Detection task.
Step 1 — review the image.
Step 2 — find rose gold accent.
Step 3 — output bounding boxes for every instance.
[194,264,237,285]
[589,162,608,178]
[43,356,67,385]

**Task to carry out**
Return all of the data above verbatim.

**Output for this task**
Detection task.
Step 1 — review the image.
Step 2 — find rose gold accent.
Step 3 — output bounding boxes for every instance.
[194,264,237,285]
[589,162,608,178]
[43,356,67,385]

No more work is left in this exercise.